Après une rude journée de mendicité, ils rentrent le soir à l’al-Mahdhara pour rencontrer leurs sheikhs et calculer le montant de leur récolte. Ils plongent alors dans un sommeil profond, jusqu’à ce que les prières de l’aube n’entament un nouveau cycle de misère, d’ennuis et de fatigue.

L’al-Moudat est également exposée à des risques comme la drogue et l’exploitation sexuelle. A force de mendier, expliquent les spécialistes, certains de ces jeunes deviennent des voleurs expérimentés qui finissent en prison.

Certaines familles qui envoient leurs enfants dans ces écoles religieuses n’ont pas les moyens financiers de payer pour l’éducation de leurs enfants.

D’autres considèrent ces institutions comme une tradition qui forge le caractère.

Mohamed, la cinquantaine, travaille depuis vingt ans comme charpentier dans la ville de Rosso, dans le sud du pays. Père de cinq enfants, quatre d’entre eux ont été envoyés dans une Mahdhara tenue par l’un des parents.

« Je sais que mes fils vivent depuis trois ans dans des conditions difficiles à l’al-Mahdhara », explique-t-il. « Je sais qu’ils combinent études et gagne-pain. Je pense que cette expérience est très importante pour leurs vies ; elle les rendra plus forts pour l’avenir. »

« La vie est sans pitié, c’est une réalité que nous ne devons pas cacher aux enfants », ajoute-t-il.

Le phénomène de l’al-Moudat n’est pas limité à la seule Mauritanie, explique Siyde Mint Mohamedou, directrice du Centre de protection et d’insertion sociale de l’enfance, un organisme d’Etat. En Mauritanie et ailleurs en Afrique subsaharienne, poursuit-elle, certains sheikhs d’al-Mahdhara affirment vouloir propager la culture islamique, mais ils n’ont pas assez d’argent pour le faire et doivent trouver des ressources supplémentaires.

« Au final, ils exploitent les enfants et les exposent à des risques. La Mauritanie ne peut accepter ce type de comportement. »

« Nous traitons cela comme un phénomène dangereux », explique-t-elle à Magharebia.

Dans de nombreux cas signalés, les enfants de l’al-Moudat ne connaissent rien d’autre que la mendicité et la collecte de nourriture.

Sous les auspices du ministère des Affaires sociales, le Centre pour la protection de l’enfance a procédé à une évaluation de 70 enfants âgés de 5 à 14 ans. « Nous avons noté leur très faible niveau de connaissance », souligne-t-elle.

« Certains ne savent même pas lire ou écrire alors qu’ils ont passé des années dans ces écoles. Cela est dû au fait que ces enfants n’ont pas trouvé le temps d’apprendre, étant exploités économiquement en permanence par leurs sheikhs. »

Pour le sociologue Mohamed Ould Ahmed, le phénomène de l’al-Moudat est « dangereux pour la société et l’identité ». Le plus étrange, confie-t-il à Magharebia, c’est que ce comportement existe, car l’Islam « encourage l’abstinence et l’autosuffisance ».

• Consignes de travail
1 – Reformulez sous forme de liste le paragraphe de l’extrait qui commence par « Le phénomène de l’al-Moudat n’est pas limité », en conservant ses faits essentiels.
2 – D’après l’extrait, combien d’enfants le Centre pour la protection de l’enfance a-t-il évalués, et de quelle tranche d’âge ?

• Données fournies
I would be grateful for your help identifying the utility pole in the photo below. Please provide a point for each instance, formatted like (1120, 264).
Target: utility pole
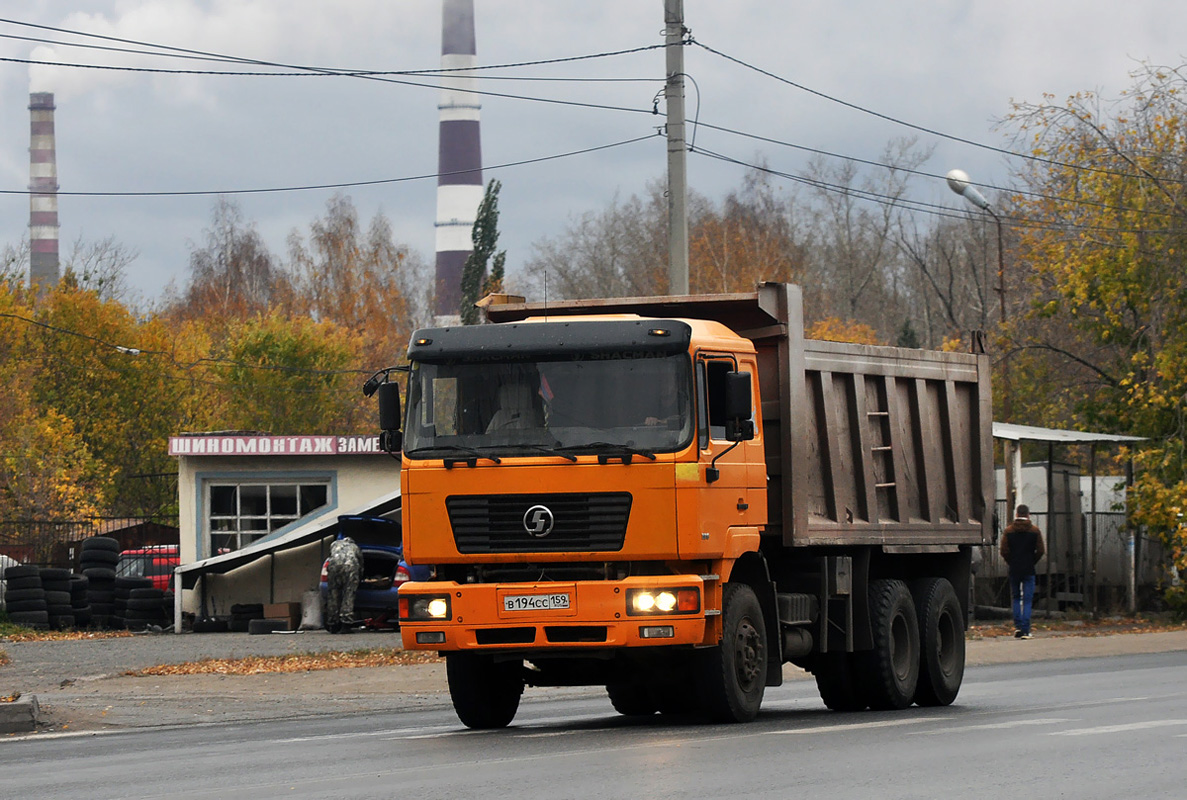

• Réponses à l’exercice
1 –
- Selon Siyde Mint Mohamedou, le phénomène de l’al-Moudat ne se limite pas à la Mauritanie.
- Elle dirige le Centre de protection et d’insertion sociale de l’enfance, un organisme d’État.
- En Mauritanie et ailleurs en Afrique subsaharienne, certains sheikhs d’al-Mahdhara affirment vouloir propager la culture islamique.
- Faute d’argent suffisant, ces sheikhs doivent trouver des ressources supplémentaires.

2 – Le Centre a évalué 70 enfants âgés de 5 à 14 ans.